AIM>
Find every line below that contains the string "orange" and copy each of those lines. Uppercase and lowercase letters must match.

=-=-=

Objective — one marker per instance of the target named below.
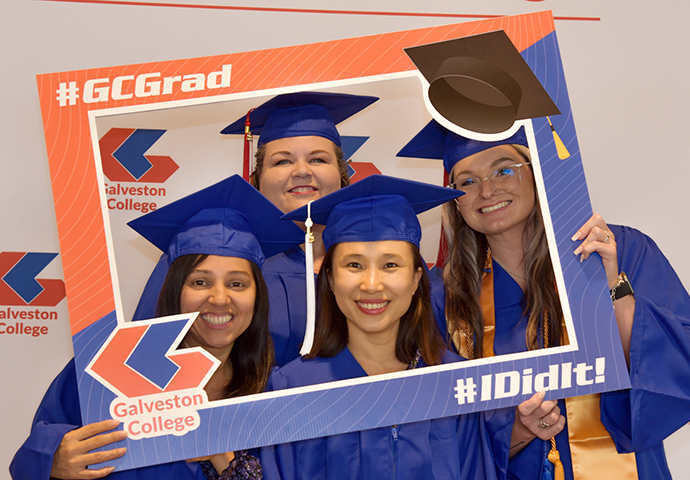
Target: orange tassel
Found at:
(247, 148)
(555, 458)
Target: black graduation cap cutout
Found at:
(481, 82)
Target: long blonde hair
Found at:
(464, 269)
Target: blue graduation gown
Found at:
(287, 295)
(659, 401)
(445, 448)
(59, 413)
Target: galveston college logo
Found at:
(124, 159)
(158, 388)
(19, 287)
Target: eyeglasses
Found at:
(505, 179)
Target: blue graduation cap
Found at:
(435, 141)
(300, 114)
(374, 209)
(230, 218)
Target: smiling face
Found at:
(297, 170)
(373, 284)
(223, 290)
(494, 212)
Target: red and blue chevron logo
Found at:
(19, 285)
(141, 358)
(124, 159)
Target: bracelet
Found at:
(622, 288)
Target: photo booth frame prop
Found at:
(169, 417)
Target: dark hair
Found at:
(464, 269)
(417, 330)
(252, 354)
(260, 155)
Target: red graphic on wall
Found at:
(19, 285)
(363, 170)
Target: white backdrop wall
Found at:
(626, 65)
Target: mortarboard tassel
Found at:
(555, 458)
(442, 242)
(247, 147)
(563, 152)
(311, 295)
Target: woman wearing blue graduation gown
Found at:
(375, 317)
(653, 321)
(216, 239)
(298, 159)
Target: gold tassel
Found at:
(563, 152)
(555, 458)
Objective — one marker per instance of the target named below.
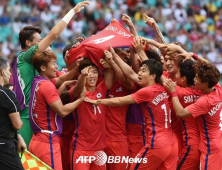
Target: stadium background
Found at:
(196, 23)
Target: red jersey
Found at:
(116, 116)
(58, 73)
(90, 132)
(167, 75)
(43, 115)
(156, 111)
(208, 112)
(93, 47)
(190, 130)
(175, 122)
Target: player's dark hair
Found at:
(85, 63)
(67, 48)
(152, 54)
(207, 73)
(3, 63)
(187, 69)
(181, 45)
(155, 67)
(42, 58)
(26, 33)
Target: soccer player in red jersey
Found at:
(116, 138)
(90, 134)
(46, 110)
(161, 148)
(189, 157)
(207, 110)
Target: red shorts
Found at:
(116, 149)
(135, 143)
(211, 161)
(179, 137)
(189, 158)
(157, 158)
(80, 160)
(65, 139)
(47, 152)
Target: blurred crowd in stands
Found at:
(196, 23)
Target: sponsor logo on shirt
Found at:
(98, 95)
(215, 109)
(111, 96)
(100, 158)
(159, 98)
(119, 89)
(190, 99)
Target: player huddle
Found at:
(164, 108)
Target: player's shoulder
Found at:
(46, 84)
(6, 93)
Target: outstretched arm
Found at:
(116, 101)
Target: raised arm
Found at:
(64, 85)
(71, 75)
(180, 111)
(64, 110)
(81, 82)
(126, 69)
(127, 20)
(116, 101)
(54, 33)
(108, 76)
(118, 72)
(140, 46)
(58, 28)
(152, 23)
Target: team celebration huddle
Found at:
(124, 102)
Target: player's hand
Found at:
(80, 39)
(83, 94)
(109, 57)
(138, 44)
(21, 144)
(66, 54)
(88, 100)
(127, 20)
(150, 21)
(104, 63)
(172, 49)
(184, 56)
(80, 6)
(85, 71)
(170, 85)
(71, 82)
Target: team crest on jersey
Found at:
(119, 89)
(98, 95)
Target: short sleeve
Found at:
(9, 102)
(49, 92)
(28, 55)
(200, 107)
(102, 86)
(142, 95)
(70, 94)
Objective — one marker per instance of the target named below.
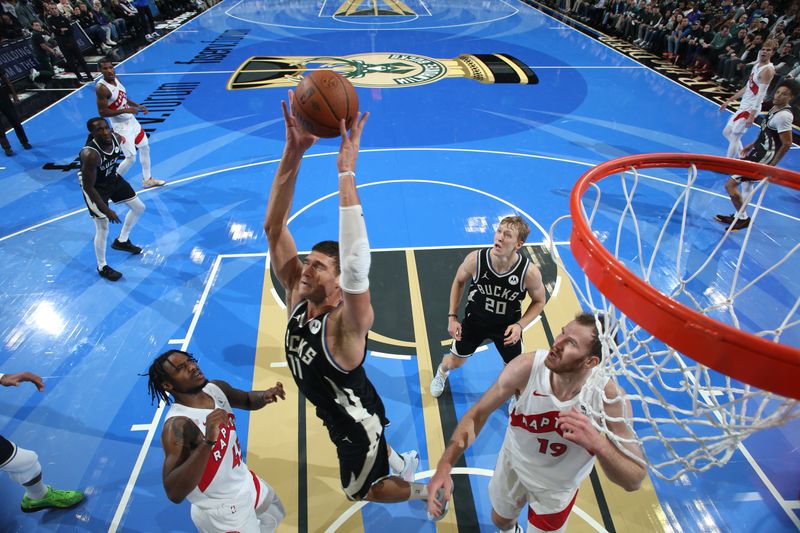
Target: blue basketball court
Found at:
(449, 149)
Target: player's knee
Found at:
(101, 227)
(501, 522)
(23, 466)
(136, 205)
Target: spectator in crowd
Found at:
(146, 19)
(741, 23)
(730, 69)
(100, 36)
(708, 53)
(10, 28)
(785, 62)
(26, 14)
(126, 12)
(62, 30)
(112, 36)
(120, 27)
(7, 94)
(66, 8)
(789, 20)
(679, 32)
(45, 53)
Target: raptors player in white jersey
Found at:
(550, 446)
(203, 460)
(114, 104)
(752, 94)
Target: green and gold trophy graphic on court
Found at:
(382, 70)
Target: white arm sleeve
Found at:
(354, 258)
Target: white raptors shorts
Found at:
(737, 122)
(237, 514)
(548, 510)
(133, 134)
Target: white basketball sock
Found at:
(100, 237)
(126, 164)
(419, 491)
(135, 210)
(396, 463)
(144, 156)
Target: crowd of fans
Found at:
(715, 39)
(107, 23)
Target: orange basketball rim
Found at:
(741, 355)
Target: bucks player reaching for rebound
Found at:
(772, 143)
(330, 314)
(100, 183)
(500, 277)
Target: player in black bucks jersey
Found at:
(330, 314)
(772, 143)
(500, 276)
(100, 183)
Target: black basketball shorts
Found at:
(363, 456)
(115, 189)
(474, 331)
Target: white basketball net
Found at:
(687, 417)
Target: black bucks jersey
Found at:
(341, 397)
(107, 168)
(769, 139)
(497, 298)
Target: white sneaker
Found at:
(152, 182)
(410, 464)
(440, 498)
(437, 385)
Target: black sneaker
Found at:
(742, 223)
(126, 246)
(109, 273)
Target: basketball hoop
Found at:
(698, 378)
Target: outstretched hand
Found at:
(441, 480)
(348, 150)
(13, 380)
(273, 393)
(297, 137)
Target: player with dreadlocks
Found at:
(203, 461)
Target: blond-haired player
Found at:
(499, 277)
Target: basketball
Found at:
(323, 98)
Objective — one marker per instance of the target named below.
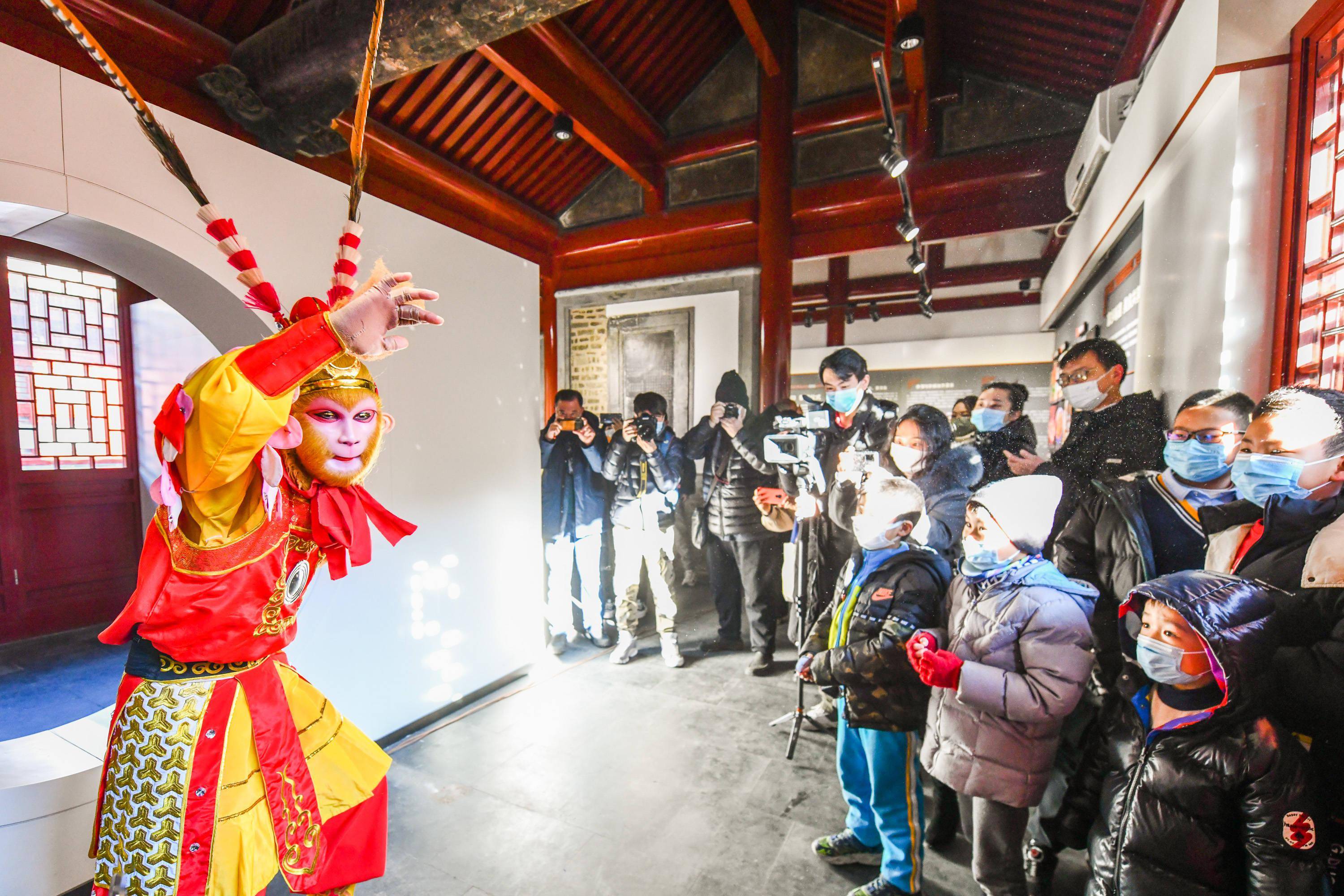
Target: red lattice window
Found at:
(66, 334)
(1312, 311)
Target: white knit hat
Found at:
(1023, 507)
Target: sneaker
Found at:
(722, 645)
(625, 649)
(671, 652)
(1039, 862)
(846, 849)
(761, 664)
(881, 887)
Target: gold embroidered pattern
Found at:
(144, 802)
(302, 833)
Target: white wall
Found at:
(72, 156)
(715, 342)
(1023, 319)
(1202, 159)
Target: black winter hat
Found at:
(732, 389)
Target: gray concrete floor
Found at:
(632, 780)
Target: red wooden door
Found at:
(70, 505)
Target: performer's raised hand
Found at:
(365, 322)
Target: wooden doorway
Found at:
(70, 530)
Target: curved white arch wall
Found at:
(457, 605)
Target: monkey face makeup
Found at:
(342, 433)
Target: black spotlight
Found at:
(908, 229)
(925, 303)
(894, 162)
(564, 128)
(910, 33)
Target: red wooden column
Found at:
(776, 210)
(550, 355)
(838, 296)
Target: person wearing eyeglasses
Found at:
(1133, 530)
(1109, 436)
(1289, 532)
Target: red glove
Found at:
(920, 637)
(941, 669)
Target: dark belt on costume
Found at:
(148, 661)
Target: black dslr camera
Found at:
(647, 428)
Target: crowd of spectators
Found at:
(1132, 646)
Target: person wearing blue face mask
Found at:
(1127, 531)
(1199, 788)
(1002, 428)
(647, 473)
(1289, 534)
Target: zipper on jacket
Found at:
(1131, 794)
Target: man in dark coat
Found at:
(746, 560)
(1289, 534)
(1002, 428)
(1131, 531)
(573, 504)
(1198, 790)
(1109, 435)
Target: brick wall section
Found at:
(588, 357)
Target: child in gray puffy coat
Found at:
(1008, 668)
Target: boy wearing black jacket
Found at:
(1199, 792)
(889, 590)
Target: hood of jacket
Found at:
(960, 466)
(1232, 614)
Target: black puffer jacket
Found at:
(734, 469)
(1124, 439)
(1221, 805)
(898, 598)
(1303, 554)
(646, 484)
(1014, 437)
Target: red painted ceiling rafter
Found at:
(166, 52)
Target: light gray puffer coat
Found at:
(1025, 638)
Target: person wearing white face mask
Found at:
(1006, 671)
(889, 590)
(1132, 530)
(1289, 532)
(1109, 435)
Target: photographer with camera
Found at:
(745, 558)
(646, 465)
(573, 504)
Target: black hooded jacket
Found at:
(1124, 439)
(1218, 804)
(734, 466)
(897, 599)
(1014, 437)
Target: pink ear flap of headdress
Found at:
(287, 437)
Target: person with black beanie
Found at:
(745, 559)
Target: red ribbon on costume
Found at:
(340, 520)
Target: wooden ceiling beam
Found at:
(550, 64)
(163, 53)
(762, 26)
(945, 279)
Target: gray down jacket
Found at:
(1025, 638)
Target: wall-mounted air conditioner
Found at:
(1100, 134)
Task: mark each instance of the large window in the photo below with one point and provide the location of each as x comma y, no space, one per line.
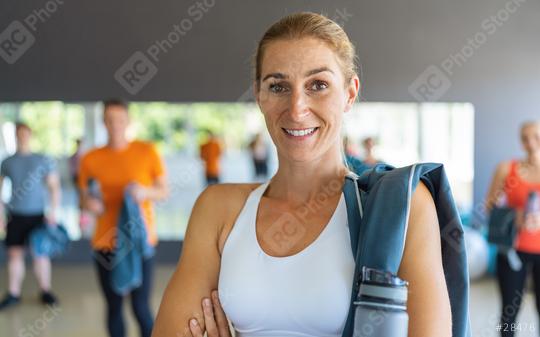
403,133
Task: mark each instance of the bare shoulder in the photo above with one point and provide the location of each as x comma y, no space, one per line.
503,168
226,201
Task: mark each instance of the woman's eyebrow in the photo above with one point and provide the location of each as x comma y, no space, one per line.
275,75
307,74
317,70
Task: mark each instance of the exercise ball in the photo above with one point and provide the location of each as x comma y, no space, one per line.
477,253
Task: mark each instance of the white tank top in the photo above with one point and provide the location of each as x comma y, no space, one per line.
306,294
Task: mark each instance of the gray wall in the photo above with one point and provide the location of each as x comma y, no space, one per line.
78,49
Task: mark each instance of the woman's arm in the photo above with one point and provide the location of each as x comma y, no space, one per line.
428,305
497,185
198,269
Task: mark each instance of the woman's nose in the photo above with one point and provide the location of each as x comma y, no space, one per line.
298,107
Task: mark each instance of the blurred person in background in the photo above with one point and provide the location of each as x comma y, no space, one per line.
210,153
512,183
369,158
259,155
114,167
32,175
74,162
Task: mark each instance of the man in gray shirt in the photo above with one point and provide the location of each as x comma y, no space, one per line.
31,175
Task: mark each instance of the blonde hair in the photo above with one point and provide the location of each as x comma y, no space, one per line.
307,24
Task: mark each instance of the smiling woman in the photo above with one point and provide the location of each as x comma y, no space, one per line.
283,267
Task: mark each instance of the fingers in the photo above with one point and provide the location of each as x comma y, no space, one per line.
195,328
221,318
209,319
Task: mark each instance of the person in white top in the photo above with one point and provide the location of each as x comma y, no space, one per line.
279,253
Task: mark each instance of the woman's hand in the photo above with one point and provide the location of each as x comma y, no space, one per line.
531,221
215,320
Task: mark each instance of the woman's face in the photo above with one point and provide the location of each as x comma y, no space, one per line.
530,138
303,95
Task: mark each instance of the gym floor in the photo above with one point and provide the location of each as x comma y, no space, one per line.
81,307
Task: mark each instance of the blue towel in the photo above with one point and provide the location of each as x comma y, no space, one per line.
49,241
385,192
131,248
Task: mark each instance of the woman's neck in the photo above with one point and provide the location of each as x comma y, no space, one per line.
533,159
301,182
118,144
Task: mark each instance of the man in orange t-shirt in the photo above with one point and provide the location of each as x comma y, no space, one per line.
211,154
115,166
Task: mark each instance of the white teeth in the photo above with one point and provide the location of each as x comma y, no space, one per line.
300,133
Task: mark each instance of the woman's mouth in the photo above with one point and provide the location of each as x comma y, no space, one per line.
300,133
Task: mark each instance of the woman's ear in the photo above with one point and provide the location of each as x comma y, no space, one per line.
255,87
352,92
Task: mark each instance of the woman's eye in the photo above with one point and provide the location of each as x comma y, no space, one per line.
276,88
318,86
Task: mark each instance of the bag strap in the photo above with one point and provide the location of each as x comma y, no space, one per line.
366,234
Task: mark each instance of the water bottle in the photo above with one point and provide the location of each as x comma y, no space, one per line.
381,305
533,203
94,188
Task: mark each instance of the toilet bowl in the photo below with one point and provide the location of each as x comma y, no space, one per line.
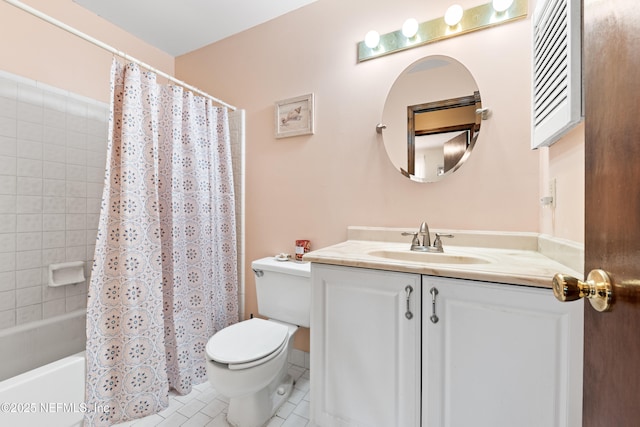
247,361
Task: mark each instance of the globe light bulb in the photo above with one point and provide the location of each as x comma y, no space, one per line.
410,28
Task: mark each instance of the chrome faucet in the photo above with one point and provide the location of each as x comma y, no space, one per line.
425,246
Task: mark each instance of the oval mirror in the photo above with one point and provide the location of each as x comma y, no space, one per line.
432,118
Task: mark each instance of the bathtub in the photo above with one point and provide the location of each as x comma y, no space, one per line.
26,347
51,395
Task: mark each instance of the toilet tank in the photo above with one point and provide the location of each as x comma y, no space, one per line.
283,290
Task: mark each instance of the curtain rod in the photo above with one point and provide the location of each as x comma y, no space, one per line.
113,50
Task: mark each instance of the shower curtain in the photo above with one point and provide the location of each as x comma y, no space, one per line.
164,278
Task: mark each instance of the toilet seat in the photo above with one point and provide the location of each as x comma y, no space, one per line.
248,343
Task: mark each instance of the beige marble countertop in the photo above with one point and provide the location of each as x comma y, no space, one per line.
516,259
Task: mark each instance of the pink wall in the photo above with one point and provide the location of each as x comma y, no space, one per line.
315,186
39,51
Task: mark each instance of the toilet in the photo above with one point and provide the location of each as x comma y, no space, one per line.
247,361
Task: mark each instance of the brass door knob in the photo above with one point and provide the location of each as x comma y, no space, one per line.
598,289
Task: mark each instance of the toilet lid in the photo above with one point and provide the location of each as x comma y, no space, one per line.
246,341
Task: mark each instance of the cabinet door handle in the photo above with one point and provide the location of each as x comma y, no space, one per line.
433,318
408,314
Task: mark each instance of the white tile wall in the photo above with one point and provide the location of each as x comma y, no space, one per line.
52,156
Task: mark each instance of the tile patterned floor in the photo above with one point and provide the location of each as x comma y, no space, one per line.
204,407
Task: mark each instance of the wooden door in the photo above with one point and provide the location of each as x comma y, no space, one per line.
612,211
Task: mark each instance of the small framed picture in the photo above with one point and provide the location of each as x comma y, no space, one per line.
294,116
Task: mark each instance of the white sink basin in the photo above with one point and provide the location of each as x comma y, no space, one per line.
429,257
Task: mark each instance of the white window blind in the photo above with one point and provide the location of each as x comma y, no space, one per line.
557,70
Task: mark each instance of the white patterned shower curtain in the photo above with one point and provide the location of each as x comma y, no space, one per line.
164,278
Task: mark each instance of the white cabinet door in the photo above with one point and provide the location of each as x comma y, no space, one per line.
500,356
365,363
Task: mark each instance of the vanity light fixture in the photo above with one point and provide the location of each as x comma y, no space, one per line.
477,18
453,15
502,5
410,28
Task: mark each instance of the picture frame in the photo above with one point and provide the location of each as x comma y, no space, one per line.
294,116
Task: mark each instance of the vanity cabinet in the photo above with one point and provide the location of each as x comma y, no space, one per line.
484,355
499,355
365,343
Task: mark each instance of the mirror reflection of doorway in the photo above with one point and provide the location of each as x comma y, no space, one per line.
439,134
436,154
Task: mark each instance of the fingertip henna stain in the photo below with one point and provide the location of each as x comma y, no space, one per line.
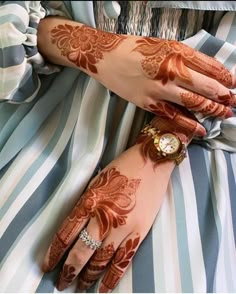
164,60
96,266
66,277
119,264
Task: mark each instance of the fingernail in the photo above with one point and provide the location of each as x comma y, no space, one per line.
103,289
200,131
229,113
45,268
81,286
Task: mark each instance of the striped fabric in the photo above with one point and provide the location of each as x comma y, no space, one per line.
51,146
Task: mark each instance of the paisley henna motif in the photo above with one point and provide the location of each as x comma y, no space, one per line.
84,45
166,60
96,266
169,111
196,102
110,199
119,264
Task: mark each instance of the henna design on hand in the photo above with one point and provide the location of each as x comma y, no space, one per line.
169,111
119,264
66,277
110,198
96,266
83,45
196,102
165,60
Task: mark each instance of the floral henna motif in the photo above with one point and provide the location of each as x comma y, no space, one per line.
165,60
66,277
119,264
84,45
96,266
169,111
110,199
196,102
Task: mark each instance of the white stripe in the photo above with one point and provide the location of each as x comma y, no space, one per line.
26,159
17,10
10,35
224,225
42,172
225,26
225,51
192,225
168,238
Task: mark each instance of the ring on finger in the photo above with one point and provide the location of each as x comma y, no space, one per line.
88,240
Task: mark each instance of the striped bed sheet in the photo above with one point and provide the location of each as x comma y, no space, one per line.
51,146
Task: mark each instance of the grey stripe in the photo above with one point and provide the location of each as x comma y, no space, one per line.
232,190
20,3
15,20
35,203
212,46
11,56
27,87
142,267
206,219
182,234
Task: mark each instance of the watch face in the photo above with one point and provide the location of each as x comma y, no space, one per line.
169,143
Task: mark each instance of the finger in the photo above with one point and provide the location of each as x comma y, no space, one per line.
77,258
99,261
120,263
209,66
66,235
208,88
206,107
170,111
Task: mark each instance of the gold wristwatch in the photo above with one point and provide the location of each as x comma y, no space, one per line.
168,145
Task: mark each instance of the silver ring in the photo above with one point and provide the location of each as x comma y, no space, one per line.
89,241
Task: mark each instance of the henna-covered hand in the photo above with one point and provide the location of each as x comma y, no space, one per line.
142,70
118,208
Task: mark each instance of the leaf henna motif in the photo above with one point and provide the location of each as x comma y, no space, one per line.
84,45
165,60
110,199
119,264
196,102
96,266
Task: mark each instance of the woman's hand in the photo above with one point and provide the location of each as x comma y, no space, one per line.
142,70
117,209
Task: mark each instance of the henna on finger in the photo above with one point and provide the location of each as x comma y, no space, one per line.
66,277
169,111
83,45
119,264
96,266
110,198
198,103
165,60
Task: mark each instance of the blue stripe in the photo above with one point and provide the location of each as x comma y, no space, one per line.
206,218
142,267
232,190
15,20
211,46
34,204
11,56
182,234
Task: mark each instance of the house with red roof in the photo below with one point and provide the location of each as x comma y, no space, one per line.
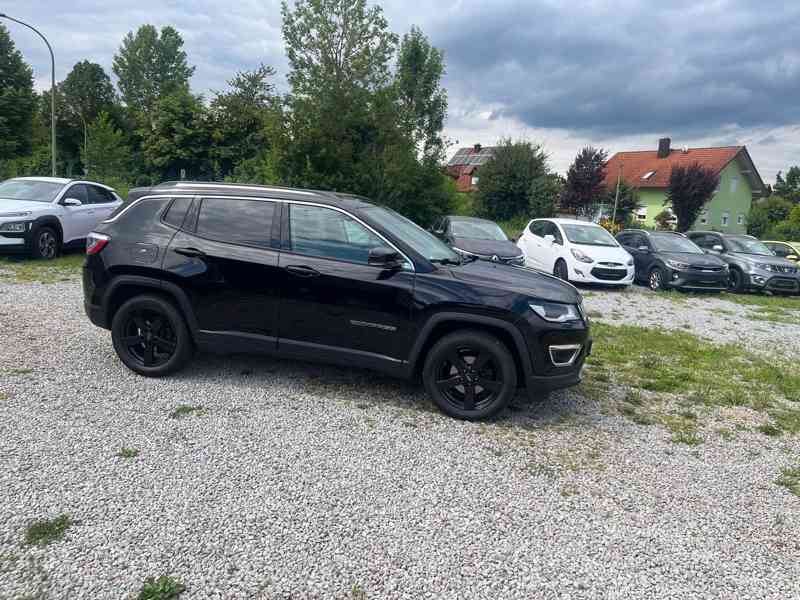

=-=-=

THE RESPONSE>
Target: orange tassel
Target: orange basketball rim
Task: mark each instance of the man in orange t-shirt in the photo above with one point and provide the location of each as x comma y, no space, one per line.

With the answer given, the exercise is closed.